**INSTRUCTIONS FOR THE TASK**
Reproduce verbatim the final portion of the material below, from the line containing "find | green water" through its last line, and nothing else.

**SOURCE DATA**
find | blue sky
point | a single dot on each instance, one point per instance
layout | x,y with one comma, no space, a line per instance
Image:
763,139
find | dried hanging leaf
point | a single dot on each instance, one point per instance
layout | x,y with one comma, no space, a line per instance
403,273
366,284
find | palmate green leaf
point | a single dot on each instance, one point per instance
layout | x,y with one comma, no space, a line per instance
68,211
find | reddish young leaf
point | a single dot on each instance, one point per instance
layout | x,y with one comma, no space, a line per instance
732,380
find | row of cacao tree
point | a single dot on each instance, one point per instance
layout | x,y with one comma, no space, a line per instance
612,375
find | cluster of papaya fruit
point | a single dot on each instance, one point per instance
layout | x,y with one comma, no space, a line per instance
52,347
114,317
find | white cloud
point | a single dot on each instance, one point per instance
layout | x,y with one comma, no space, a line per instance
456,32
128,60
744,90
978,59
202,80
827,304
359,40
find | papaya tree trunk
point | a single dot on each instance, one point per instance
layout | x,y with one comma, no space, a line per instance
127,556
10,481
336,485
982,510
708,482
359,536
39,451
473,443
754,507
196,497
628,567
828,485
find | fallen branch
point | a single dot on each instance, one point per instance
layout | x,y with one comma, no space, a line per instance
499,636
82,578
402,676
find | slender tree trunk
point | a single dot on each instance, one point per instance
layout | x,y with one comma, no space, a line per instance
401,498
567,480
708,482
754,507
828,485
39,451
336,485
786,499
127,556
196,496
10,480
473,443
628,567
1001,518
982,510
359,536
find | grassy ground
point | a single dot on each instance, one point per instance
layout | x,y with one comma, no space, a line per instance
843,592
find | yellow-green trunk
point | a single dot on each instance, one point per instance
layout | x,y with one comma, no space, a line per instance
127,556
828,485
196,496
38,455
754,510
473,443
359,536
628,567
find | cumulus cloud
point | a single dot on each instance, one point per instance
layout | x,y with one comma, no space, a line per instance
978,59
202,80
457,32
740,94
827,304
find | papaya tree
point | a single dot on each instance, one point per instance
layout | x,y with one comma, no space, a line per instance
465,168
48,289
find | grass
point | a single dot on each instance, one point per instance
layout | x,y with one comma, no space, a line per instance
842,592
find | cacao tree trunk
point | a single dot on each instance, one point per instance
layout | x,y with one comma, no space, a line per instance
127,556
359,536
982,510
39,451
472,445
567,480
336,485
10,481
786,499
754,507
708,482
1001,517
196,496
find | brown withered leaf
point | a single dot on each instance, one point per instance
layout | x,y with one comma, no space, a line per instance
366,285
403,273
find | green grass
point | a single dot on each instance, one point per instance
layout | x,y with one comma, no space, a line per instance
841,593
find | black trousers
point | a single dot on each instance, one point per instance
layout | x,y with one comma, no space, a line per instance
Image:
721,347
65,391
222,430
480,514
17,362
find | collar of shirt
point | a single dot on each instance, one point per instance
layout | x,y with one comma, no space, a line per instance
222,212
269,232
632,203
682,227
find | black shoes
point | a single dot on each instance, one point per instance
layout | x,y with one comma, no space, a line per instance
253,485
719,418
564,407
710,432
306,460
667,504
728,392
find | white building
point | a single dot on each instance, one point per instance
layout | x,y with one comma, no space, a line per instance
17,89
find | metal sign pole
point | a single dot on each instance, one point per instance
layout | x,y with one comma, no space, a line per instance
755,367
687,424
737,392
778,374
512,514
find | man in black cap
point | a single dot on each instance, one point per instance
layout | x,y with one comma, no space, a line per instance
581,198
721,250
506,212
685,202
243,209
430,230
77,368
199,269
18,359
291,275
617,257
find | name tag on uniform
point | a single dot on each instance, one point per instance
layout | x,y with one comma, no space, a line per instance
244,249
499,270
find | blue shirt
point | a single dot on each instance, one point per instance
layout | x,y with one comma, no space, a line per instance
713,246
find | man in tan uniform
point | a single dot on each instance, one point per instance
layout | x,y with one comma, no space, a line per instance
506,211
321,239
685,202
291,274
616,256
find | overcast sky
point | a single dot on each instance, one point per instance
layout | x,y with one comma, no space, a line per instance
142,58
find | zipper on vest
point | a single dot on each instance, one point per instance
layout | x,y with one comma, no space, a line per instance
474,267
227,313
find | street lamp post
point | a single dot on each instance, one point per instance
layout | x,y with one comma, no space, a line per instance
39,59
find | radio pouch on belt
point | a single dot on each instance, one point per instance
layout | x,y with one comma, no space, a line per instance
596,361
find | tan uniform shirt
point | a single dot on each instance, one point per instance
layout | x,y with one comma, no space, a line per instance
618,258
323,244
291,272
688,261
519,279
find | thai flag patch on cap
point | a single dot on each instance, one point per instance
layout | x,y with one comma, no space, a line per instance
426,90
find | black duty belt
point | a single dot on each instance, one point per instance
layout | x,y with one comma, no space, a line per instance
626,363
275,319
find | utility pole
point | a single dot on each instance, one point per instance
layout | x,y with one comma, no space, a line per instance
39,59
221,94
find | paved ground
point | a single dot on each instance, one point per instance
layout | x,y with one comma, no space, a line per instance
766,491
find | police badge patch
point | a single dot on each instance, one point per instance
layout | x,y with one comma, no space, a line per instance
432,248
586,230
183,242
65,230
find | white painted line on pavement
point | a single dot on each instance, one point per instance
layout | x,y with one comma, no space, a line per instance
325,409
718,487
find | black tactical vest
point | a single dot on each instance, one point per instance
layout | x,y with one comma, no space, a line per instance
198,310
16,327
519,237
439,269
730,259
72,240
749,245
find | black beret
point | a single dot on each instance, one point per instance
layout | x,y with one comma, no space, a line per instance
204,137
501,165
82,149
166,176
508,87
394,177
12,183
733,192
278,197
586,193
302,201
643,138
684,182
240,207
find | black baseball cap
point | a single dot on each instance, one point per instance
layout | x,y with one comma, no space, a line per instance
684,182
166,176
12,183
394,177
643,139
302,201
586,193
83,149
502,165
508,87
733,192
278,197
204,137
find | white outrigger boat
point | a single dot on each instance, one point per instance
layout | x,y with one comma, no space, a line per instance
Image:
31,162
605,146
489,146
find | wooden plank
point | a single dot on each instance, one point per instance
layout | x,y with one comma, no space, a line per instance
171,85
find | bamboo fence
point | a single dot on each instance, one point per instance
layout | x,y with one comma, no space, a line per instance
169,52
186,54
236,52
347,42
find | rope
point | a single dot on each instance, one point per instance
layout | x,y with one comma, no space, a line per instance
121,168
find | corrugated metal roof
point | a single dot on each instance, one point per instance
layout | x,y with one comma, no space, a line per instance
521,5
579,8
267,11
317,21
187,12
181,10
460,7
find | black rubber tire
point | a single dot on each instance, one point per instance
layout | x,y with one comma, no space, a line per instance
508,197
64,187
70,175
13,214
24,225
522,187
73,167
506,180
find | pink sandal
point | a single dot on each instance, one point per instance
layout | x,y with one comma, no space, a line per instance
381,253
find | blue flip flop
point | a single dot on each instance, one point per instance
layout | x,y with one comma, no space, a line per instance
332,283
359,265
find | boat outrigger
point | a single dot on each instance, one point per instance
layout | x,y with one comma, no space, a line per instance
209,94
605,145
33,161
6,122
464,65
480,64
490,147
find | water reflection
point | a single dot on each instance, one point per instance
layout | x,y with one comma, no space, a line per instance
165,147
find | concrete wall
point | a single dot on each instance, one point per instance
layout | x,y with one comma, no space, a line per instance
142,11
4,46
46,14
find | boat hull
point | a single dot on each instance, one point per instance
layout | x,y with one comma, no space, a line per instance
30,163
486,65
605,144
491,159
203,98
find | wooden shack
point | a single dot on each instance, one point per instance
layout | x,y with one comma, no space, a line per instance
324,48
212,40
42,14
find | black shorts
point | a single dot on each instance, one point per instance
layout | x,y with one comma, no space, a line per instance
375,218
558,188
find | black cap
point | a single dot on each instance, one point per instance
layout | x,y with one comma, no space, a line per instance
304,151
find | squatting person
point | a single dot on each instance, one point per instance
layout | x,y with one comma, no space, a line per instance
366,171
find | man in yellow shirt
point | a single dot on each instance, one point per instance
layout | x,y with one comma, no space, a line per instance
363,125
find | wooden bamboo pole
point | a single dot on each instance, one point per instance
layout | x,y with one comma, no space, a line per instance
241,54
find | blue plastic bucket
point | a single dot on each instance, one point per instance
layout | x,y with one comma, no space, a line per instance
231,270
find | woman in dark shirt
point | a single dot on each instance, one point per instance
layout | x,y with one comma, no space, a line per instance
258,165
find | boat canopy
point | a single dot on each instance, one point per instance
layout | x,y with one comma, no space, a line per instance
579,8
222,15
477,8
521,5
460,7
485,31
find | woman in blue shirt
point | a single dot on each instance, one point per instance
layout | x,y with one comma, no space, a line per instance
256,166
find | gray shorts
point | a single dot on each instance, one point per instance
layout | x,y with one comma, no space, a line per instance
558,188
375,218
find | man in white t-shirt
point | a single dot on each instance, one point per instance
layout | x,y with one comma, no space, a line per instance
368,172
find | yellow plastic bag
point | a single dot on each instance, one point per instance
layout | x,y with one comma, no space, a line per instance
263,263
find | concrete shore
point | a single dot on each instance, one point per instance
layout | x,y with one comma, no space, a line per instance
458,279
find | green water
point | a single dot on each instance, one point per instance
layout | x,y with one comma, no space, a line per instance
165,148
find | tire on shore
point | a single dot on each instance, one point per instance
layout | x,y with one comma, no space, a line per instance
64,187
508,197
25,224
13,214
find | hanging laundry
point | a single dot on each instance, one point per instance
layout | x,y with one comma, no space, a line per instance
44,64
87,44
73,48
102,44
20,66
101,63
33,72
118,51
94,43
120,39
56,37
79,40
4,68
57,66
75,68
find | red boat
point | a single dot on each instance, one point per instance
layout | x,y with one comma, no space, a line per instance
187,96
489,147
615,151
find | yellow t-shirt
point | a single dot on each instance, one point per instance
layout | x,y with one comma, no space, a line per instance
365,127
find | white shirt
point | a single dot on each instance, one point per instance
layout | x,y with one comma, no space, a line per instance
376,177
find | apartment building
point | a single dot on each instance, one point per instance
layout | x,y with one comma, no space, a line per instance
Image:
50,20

**FULL ANSWER**
find | green water
point | a single dot on each instance, one point per instance
layout | x,y with one comma, no space, a line per instance
165,148
find | tire on shore
point | a single dot on each instance, one point per instance
layout | x,y with one comma, no space, a line per instance
64,187
508,197
25,224
13,214
find | hanging laundry
point | a single dot on each instance, one point per instance
layout | x,y with one comma, no space, a line per instance
44,64
87,44
73,48
102,44
20,66
101,63
33,72
118,51
94,43
120,39
56,37
79,40
4,68
57,66
75,68
find | red boat
point | a single dot on each instance, one point per instance
layout | x,y with one comma, no space, a line per instance
187,96
489,147
615,151
find | yellow t-shirt
point | a single dot on each instance, one point per instance
layout | x,y with one comma, no space, a line per instance
365,127
find | white shirt
point | a single dot on each instance, one point per instance
layout | x,y with one comma, no space, a line per instance
376,177
find | apartment building
point | a single dot on each instance, one point per instance
layout | x,y with one comma, no space, a line per instance
Image:
50,20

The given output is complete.